Action item - According to the passage on biological kingdoms, what mainly distinguishes the Archaebacteria from the Eubacteria?

Provided passage -
============

Until I had begun looking at Margulis' Kingdoms & Domains, I was still working largely under a two-kingdom model of biology: there are plants and there are animals. Of course I knew there were bacteria and other microbes. But I don't think I ever placed them into a hierarchy of biological kingdoms. I think I considered them as a kind of cross between or not fully within either the plant or animal kingdom.
So it came as quite a shock when I discovered there are at least five biological kingdoms now recognized in the profession: prokaryotic (non-nucleated) Bacteria, eukaryotic (nucleated--i.e., having a nucleus) Protoctista (unicellular microorganisms), and the three eukaryotic multicellular kingdoms of Plants, Animals, and Fungi.
And then, upon a little further study, I found that even Margulis' taxonomy is . . . well . . . a little parochial. I found that many biologists actually prefer to speak of six kingdoms: the prokaryotic Bacteria (now identified as Eubacteria), and the eukaryotic Protoctista (or Protists), Plantae, Animalia and Fungi--as Margulis acknowledges, plus another kingdom of prokaryotes (non-nucleated organisms), the Archae or Archaebacteria, which are distinguished from the Eubacteria primarily by genetic differences.

============

Record extracts -

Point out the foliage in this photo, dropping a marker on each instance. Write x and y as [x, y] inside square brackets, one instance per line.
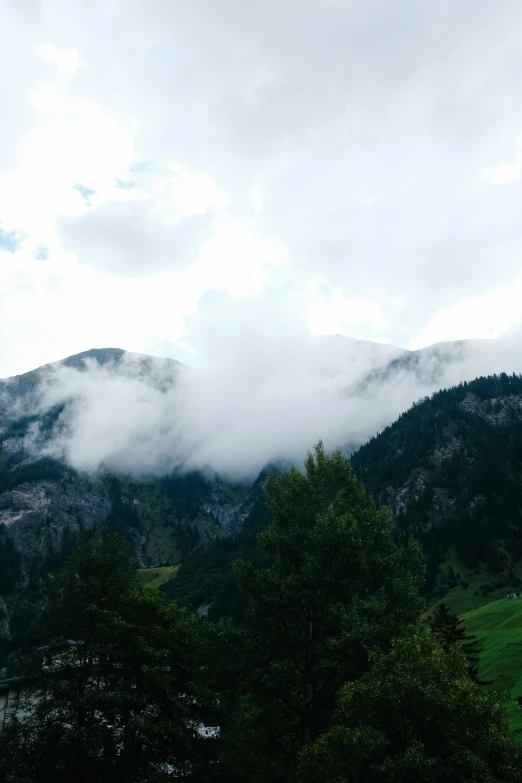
[464, 444]
[124, 701]
[450, 630]
[415, 717]
[338, 589]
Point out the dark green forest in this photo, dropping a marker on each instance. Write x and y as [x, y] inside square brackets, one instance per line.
[479, 481]
[328, 678]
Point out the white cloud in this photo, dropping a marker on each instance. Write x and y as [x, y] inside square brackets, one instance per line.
[505, 172]
[490, 315]
[329, 140]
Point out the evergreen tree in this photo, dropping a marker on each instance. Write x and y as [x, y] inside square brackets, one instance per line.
[415, 717]
[450, 630]
[125, 700]
[337, 590]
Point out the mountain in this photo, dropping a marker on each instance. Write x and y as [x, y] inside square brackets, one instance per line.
[450, 468]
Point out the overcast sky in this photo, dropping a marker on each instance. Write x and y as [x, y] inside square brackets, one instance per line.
[354, 164]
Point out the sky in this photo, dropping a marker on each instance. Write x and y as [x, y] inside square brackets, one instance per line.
[167, 167]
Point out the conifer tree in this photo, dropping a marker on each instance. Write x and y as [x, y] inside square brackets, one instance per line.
[450, 630]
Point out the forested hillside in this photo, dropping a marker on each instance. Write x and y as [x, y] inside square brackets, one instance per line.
[450, 468]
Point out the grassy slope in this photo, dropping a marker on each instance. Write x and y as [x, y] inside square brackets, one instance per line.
[154, 577]
[497, 623]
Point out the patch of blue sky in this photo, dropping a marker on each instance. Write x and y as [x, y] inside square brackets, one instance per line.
[84, 192]
[125, 184]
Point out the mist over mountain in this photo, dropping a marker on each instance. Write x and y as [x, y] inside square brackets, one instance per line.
[263, 398]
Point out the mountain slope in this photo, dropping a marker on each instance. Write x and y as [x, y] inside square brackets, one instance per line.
[450, 468]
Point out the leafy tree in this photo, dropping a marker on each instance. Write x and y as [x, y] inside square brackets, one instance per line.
[336, 591]
[450, 630]
[125, 700]
[415, 717]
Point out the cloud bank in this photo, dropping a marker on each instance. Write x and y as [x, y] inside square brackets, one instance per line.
[256, 396]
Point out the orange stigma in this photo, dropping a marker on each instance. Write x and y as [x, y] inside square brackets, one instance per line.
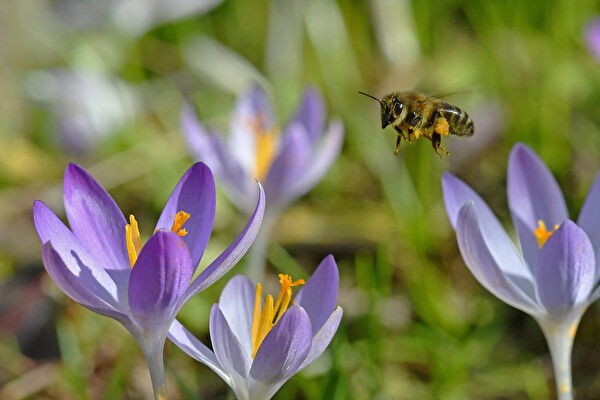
[542, 234]
[264, 319]
[133, 239]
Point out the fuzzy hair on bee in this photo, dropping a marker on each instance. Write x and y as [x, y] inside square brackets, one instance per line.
[414, 115]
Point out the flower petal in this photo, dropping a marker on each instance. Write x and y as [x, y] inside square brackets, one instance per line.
[456, 194]
[196, 349]
[566, 268]
[319, 296]
[95, 219]
[228, 349]
[323, 337]
[71, 266]
[491, 265]
[288, 167]
[159, 278]
[252, 114]
[237, 305]
[533, 195]
[83, 288]
[194, 194]
[324, 155]
[589, 221]
[209, 148]
[284, 348]
[311, 114]
[233, 253]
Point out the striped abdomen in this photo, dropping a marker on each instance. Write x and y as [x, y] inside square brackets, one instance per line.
[459, 121]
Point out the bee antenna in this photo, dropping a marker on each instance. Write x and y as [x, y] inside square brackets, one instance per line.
[373, 97]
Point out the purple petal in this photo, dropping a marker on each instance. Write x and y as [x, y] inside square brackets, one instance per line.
[289, 166]
[70, 264]
[589, 220]
[253, 114]
[323, 337]
[324, 155]
[592, 36]
[195, 349]
[237, 305]
[233, 253]
[311, 114]
[80, 288]
[533, 195]
[95, 219]
[209, 148]
[195, 194]
[489, 266]
[566, 268]
[319, 296]
[456, 195]
[159, 278]
[228, 349]
[199, 139]
[284, 348]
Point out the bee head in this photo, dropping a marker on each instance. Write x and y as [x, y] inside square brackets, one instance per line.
[391, 109]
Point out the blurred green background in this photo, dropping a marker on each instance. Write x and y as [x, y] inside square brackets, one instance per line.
[102, 83]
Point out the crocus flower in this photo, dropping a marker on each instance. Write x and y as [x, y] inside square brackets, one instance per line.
[258, 346]
[100, 261]
[555, 275]
[592, 36]
[288, 165]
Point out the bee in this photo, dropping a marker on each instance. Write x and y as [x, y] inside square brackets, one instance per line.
[416, 115]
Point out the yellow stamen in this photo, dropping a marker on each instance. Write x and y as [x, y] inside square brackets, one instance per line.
[133, 240]
[542, 234]
[180, 218]
[265, 140]
[263, 320]
[264, 325]
[256, 316]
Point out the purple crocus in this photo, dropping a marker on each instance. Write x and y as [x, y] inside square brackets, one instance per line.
[100, 261]
[554, 277]
[258, 345]
[288, 165]
[592, 36]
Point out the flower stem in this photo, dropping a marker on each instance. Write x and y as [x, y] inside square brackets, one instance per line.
[154, 358]
[560, 338]
[257, 254]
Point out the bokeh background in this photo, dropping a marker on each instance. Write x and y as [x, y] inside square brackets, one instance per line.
[102, 83]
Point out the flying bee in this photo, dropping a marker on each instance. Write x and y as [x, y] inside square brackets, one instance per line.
[416, 115]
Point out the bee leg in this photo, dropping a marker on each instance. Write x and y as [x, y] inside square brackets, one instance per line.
[436, 141]
[398, 139]
[400, 132]
[441, 125]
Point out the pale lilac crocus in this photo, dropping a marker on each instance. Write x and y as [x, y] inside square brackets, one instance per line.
[592, 36]
[554, 277]
[288, 165]
[258, 345]
[101, 263]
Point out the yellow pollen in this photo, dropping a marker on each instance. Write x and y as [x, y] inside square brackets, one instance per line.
[180, 218]
[265, 147]
[263, 320]
[542, 234]
[133, 240]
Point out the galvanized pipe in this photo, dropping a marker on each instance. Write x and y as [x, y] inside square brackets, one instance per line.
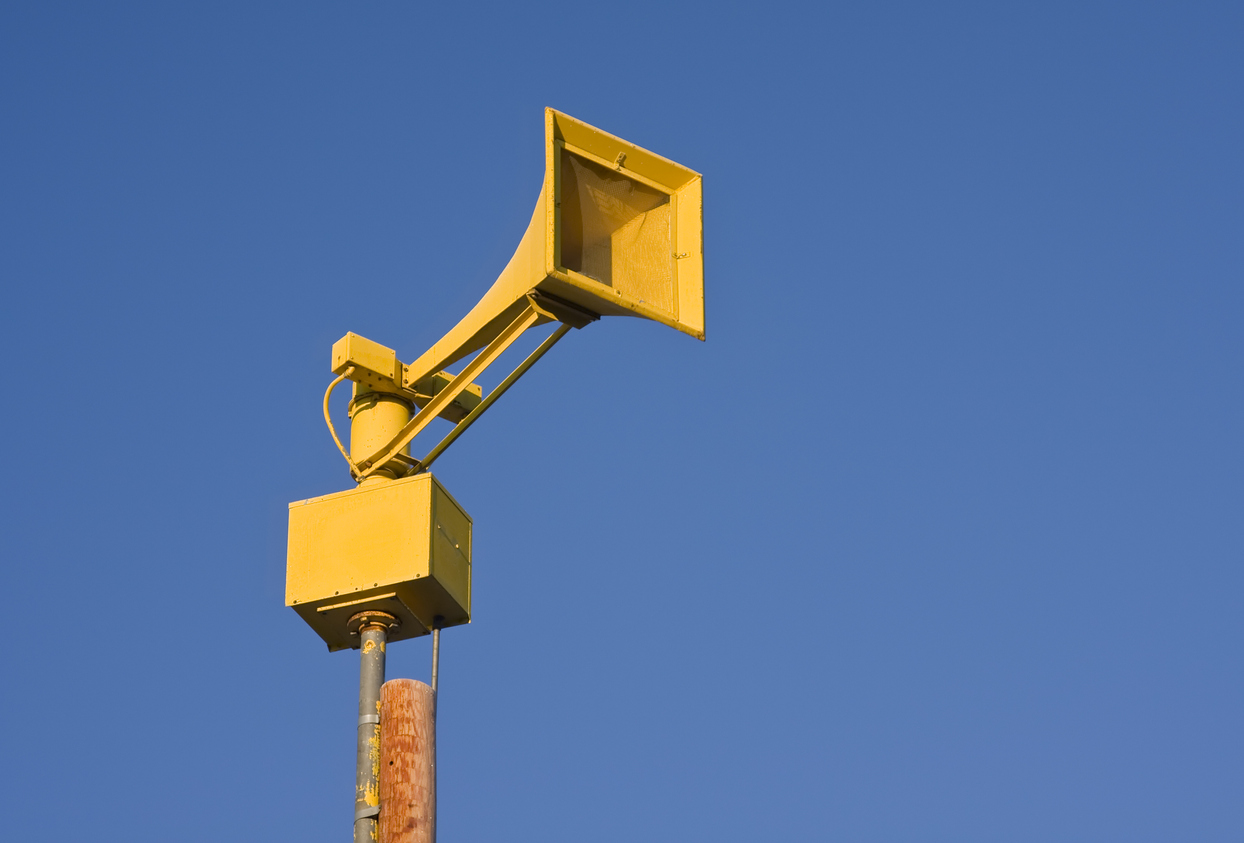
[371, 677]
[436, 669]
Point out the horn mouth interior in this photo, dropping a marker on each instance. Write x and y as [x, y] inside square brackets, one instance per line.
[616, 230]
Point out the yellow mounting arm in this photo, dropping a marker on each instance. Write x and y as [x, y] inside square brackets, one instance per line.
[368, 363]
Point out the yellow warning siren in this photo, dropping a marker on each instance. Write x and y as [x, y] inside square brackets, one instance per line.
[617, 231]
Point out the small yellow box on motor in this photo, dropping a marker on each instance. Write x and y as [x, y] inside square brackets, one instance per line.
[401, 547]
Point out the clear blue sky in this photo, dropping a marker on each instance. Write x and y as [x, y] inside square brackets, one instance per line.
[938, 537]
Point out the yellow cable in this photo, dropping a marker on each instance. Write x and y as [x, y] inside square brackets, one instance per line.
[327, 418]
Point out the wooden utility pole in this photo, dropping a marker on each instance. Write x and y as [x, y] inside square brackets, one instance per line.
[407, 752]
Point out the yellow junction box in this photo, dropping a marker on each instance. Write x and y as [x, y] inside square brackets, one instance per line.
[401, 547]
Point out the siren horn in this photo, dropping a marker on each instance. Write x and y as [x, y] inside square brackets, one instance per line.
[617, 231]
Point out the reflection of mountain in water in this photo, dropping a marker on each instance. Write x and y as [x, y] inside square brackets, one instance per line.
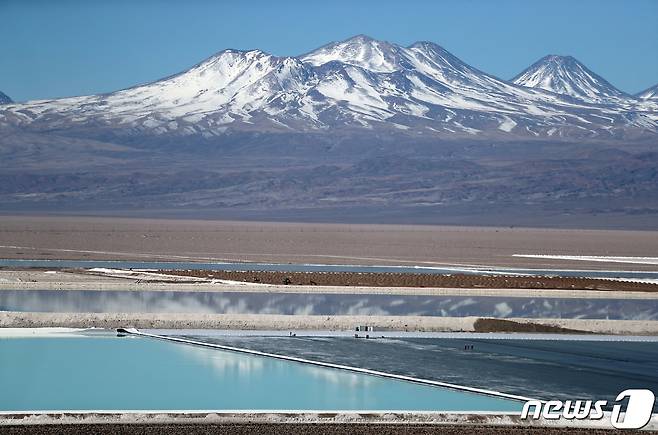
[325, 304]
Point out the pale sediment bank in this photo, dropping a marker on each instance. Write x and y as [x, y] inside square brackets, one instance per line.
[129, 285]
[10, 319]
[289, 422]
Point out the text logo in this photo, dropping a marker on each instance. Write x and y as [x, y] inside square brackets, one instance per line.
[635, 415]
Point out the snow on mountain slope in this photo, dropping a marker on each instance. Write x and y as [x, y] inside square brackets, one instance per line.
[4, 99]
[360, 82]
[649, 94]
[565, 75]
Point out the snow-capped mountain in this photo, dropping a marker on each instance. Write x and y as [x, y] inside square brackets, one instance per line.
[4, 99]
[567, 76]
[649, 94]
[358, 85]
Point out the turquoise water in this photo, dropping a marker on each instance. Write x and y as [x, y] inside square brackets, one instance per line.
[112, 373]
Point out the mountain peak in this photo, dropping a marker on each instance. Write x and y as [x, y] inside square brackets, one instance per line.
[649, 94]
[567, 76]
[4, 99]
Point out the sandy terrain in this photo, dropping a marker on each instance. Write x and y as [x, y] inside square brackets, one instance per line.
[11, 319]
[419, 280]
[144, 281]
[292, 423]
[190, 240]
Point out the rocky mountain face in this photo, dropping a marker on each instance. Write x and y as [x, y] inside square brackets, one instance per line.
[360, 84]
[357, 129]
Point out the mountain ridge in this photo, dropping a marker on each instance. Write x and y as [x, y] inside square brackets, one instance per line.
[357, 84]
[4, 98]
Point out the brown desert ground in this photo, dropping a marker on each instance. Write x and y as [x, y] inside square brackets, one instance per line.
[417, 280]
[291, 429]
[60, 237]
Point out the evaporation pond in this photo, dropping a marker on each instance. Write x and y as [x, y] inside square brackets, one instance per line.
[128, 373]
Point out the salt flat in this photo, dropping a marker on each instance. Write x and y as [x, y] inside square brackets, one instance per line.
[60, 237]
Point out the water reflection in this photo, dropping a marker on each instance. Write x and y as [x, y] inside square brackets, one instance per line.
[323, 304]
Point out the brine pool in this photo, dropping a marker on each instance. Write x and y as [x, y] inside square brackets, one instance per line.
[106, 372]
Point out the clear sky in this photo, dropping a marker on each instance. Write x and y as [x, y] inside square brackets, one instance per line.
[73, 47]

============

Exercise result - Genetic differences mainly distinguish them.